**THE TASK**
Copy out the items again, request lines included, shifting both numbers in every coordinate pair up by 122. Begin at the line that has "Reviewer check: make sure each instance of the white" and stop after the line that has "(1137, 145)".

**DATA EXTRACT**
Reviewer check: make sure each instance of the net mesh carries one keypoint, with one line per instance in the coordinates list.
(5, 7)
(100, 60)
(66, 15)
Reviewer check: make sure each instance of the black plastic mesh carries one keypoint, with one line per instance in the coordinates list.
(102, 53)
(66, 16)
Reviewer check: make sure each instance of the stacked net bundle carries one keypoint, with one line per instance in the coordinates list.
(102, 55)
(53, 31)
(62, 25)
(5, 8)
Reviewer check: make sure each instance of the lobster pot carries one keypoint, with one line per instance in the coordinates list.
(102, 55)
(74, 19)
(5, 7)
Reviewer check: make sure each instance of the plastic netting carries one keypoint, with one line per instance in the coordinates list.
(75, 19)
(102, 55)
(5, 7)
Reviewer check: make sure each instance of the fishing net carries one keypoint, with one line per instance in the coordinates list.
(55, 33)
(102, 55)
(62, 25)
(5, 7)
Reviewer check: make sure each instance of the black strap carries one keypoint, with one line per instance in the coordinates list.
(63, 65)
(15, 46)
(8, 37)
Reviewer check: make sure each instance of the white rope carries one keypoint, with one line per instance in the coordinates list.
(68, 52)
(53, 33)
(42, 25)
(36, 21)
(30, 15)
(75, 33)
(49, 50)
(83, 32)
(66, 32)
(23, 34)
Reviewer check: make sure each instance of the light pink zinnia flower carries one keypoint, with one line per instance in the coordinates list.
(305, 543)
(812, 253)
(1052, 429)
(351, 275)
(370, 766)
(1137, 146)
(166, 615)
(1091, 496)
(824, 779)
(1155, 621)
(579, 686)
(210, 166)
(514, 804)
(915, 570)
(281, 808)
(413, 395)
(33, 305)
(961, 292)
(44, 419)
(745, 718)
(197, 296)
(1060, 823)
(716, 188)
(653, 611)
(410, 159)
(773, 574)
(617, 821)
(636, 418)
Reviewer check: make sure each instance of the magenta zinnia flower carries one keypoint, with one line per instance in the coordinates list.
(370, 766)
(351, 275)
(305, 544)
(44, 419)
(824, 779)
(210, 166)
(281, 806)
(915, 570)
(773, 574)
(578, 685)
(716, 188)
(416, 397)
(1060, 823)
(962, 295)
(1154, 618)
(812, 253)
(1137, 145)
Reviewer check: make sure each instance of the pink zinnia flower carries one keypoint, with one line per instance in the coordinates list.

**COMPLETE ANSWER**
Reviewer check: make sure each instance of the white rope carries one keypoint, with one line per instance in the coordinates list.
(190, 174)
(175, 155)
(164, 147)
(158, 143)
(152, 137)
(197, 155)
(171, 172)
(205, 154)
(188, 154)
(145, 156)
Reviewer check: make sure each instance of the light pink zinnia flower carries one keypoint, with one line per instance in the coordinates list.
(427, 665)
(934, 375)
(1174, 551)
(473, 397)
(492, 888)
(1259, 268)
(288, 737)
(1213, 618)
(946, 901)
(1277, 743)
(701, 808)
(332, 288)
(636, 926)
(1037, 692)
(403, 930)
(535, 517)
(155, 427)
(1083, 414)
(166, 541)
(867, 840)
(319, 418)
(1182, 945)
(838, 310)
(775, 733)
(532, 281)
(895, 696)
(739, 943)
(758, 540)
Reviewer check: make sure each instance of the magenta zinnia flower carries one keypoint, with one line per instance in the coordinates list.
(492, 888)
(473, 397)
(427, 666)
(166, 541)
(946, 901)
(332, 288)
(403, 928)
(1037, 692)
(895, 696)
(700, 807)
(838, 310)
(538, 519)
(1182, 945)
(1084, 417)
(1276, 740)
(934, 375)
(1259, 267)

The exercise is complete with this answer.